What you will do: Condense the paragraph beginning "I'm not sure that it's adding more characteristics" in the class design discussion below into a short list that keeps its main facts.

Source:
When the Context type has been decided, then we write the matches() code (and probably place it in the same file as the rest of the class).

Jinmei
Functionality wise, these two options wouldn't be so different

  • store the source/dest information in a single IPCheck class and introduce IPCheck::getAddressType() method to return that information
  • define SourceIPCheck and DestinationIPCheck classes as you mentioned above

Design wise, I'd generally be careful about adding more characteristics by creating more and more specialized subclasses because that approach would easily cause an explosion of specialized classes. This is what I was afraid about in my comment for #977: http://bind10.isc.org/ticket/977#comment:5

I'm not sure that it's adding more characteristics. My argument for the dual-class approach is that at present the class has a single purpose - match an IP address. It will do that in the absence of any context or knowledge of how the address will be used. (So, as you suggest, it could also be used in filtering A/AAAA RDATA where the use of that data is not defined.)

To extract source/destination IP information really requires some form of adapter to process the information before it gets to the matches() method rather than to have knowledge in the class itself. This transformation is provided by the subclass.

Jinmei:
The problem is that it wouldn't be so obvious how to extract the IP address to match from the Context.

That really summarises where we are at the moment. Once we have "Context", the final elements of the code can be completed.

Supplied material:
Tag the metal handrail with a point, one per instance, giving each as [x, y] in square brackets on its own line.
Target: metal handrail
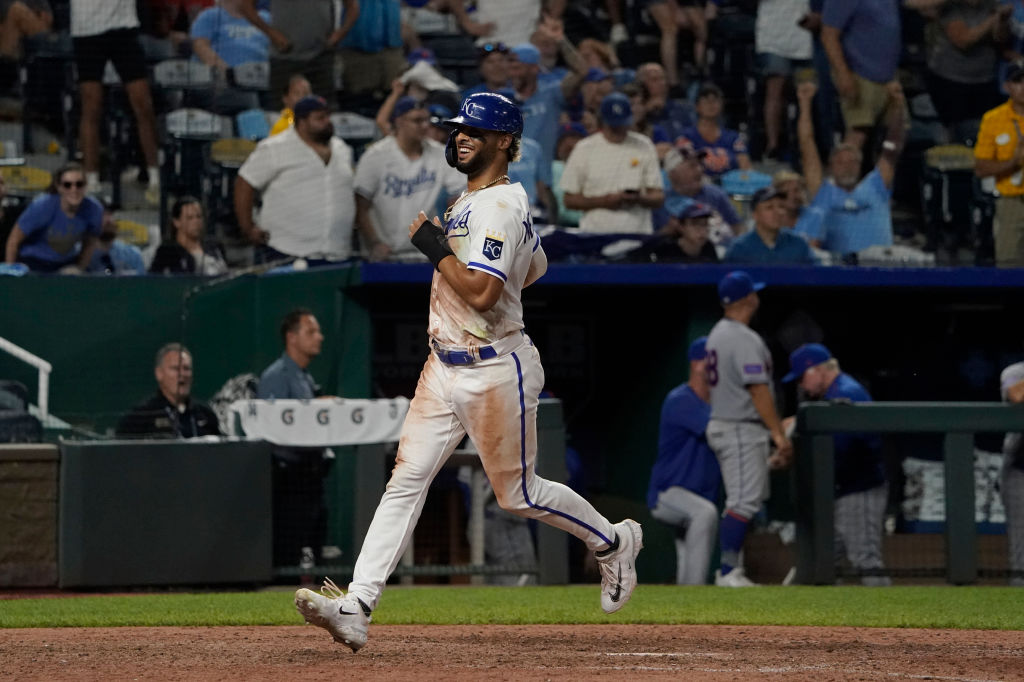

The response:
- The writer doubts that the dual-class approach adds more characteristics.
- At present, the class has a single purpose: matching an IP address.
- It does this without any context or knowledge of how the address will be used.
- For that reason, it could also filter A/AAAA RDATA, where the use of that data is not defined.